Sezione di testo
━━━━━━━━

By maggio 23, 2018 No Comments
Umberto Porcaro incontra telefonicamente per noi Hugo Race, il musicista e produttore australiano che a metà giugno sarà in Italia per il suo spettacolo- tributo a John Lee Hooker insieme a Michelangelo Russo.

 

U.: Ciao Hugo, grazie mille per disponibilità a questa nostra conversazione. E’ davvero un gran piacere poter spendere un po’ di tempo con un grande artista come te.

H.: Grazie a te Umberto, ciao.

U.: Mi pare che ti trovi in Australia adesso? Sei tornato a vivere li’?

H.:  Sì dal 2011, quasi otto anni ormai.

U.: A giugno torni in sicilia per alcune date del tour di promozione del tuo nuovo disco dedicato a John Lee Hooker insieme a Michelangelo Russo. Se non sbaglio hai anche vissuto in Sicilia per un periodo, cosa ti porti dietro da questa esperienza? Ha ispirato qualcosa nella tua musica?

H.:  Sono stato in Sicilia per un bel po’ di tempo, e sono successe tante cose in quel periodo: la collaborazione con Marta Collica con Sepiatone, un progetto nato in Sicilia anche se lei vive a Berlino adesso, e poi Merola Matrix iniziato proprio a Palermo.

━━━━━━━━

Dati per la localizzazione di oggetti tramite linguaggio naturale

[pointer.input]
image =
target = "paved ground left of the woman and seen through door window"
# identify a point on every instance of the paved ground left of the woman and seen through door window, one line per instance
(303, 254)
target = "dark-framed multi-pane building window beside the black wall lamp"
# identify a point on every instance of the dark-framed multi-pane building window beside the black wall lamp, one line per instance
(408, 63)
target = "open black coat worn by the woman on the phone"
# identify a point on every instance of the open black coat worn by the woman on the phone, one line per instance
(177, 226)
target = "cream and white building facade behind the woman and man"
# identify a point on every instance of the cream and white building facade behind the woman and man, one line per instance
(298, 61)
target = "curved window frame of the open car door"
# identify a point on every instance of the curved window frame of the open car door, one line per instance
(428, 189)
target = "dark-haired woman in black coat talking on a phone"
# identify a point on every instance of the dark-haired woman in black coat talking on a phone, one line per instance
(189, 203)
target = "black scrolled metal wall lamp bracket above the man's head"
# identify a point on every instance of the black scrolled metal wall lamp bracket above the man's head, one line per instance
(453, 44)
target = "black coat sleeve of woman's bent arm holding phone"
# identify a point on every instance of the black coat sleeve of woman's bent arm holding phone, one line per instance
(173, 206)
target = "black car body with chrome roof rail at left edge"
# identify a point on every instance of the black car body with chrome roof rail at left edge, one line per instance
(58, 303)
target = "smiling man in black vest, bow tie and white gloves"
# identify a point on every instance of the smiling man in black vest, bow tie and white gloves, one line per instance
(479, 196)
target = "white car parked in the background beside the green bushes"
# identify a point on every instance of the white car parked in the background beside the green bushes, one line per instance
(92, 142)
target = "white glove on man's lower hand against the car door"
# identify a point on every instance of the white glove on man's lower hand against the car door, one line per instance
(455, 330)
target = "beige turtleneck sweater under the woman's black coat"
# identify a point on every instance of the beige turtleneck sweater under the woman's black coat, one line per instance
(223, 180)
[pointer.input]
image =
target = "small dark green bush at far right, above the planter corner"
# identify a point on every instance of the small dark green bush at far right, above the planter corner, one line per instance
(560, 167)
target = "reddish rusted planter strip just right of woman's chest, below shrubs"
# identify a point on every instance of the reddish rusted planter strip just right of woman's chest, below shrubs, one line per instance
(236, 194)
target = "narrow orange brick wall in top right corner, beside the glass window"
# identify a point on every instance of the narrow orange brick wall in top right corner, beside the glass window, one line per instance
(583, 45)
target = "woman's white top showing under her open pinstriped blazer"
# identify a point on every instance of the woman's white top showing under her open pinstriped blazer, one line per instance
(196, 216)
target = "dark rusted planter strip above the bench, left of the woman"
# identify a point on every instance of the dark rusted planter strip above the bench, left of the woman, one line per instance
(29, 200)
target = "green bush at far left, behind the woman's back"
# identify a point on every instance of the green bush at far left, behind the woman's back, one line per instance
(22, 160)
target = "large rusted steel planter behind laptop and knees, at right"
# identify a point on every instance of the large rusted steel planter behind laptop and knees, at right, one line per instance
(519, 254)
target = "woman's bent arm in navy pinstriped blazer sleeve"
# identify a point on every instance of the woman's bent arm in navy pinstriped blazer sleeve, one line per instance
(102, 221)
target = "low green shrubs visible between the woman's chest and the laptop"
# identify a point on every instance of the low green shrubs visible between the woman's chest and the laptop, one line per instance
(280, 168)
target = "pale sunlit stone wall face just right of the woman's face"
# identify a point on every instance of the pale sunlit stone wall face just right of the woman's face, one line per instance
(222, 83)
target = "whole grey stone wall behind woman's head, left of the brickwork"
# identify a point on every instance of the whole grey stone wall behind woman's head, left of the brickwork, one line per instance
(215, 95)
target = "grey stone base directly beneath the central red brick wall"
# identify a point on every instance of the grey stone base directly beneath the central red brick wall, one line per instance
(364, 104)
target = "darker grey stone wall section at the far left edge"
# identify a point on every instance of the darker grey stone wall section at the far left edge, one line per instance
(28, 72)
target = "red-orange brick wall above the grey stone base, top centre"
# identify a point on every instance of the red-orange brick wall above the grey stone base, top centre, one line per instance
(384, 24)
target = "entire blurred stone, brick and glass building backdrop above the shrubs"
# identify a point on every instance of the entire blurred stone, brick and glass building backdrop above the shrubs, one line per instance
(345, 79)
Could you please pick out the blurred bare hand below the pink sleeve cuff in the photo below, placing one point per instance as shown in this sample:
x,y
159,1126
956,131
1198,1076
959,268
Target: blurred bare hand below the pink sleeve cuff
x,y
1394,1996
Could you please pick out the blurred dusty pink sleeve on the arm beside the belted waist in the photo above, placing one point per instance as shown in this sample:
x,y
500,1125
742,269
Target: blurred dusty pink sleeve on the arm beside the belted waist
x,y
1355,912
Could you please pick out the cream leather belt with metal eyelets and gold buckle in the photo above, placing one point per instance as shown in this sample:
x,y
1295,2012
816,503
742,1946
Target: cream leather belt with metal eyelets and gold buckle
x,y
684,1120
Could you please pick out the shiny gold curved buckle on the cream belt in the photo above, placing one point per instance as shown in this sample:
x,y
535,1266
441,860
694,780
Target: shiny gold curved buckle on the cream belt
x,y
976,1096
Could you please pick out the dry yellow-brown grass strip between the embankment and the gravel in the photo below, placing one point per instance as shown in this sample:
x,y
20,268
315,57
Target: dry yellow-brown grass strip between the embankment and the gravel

━━━━━━━━

Consegna
Riscrivi il passo dell'intervista da "By maggio 23, 2018" a "otto anni ormai.", mettendo "Carlo" al posto di "Umberto". I dati non hanno alcun legame con l'intervista.

Soluzione
By maggio 23, 2018 No Comments
Carlo Porcaro incontra telefonicamente per noi Hugo Race, il musicista e produttore australiano che a metà giugno sarà in Italia per il suo spettacolo- tributo a John Lee Hooker insieme a Michelangelo Russo.

 

U.: Ciao Hugo, grazie mille per disponibilità a questa nostra conversazione. E’ davvero un gran piacere poter spendere un po’ di tempo con un grande artista come te.

H.: Grazie a te Carlo, ciao.

U.: Mi pare che ti trovi in Australia adesso? Sei tornato a vivere li’?

H.:  Sì dal 2011, quasi otto anni ormai.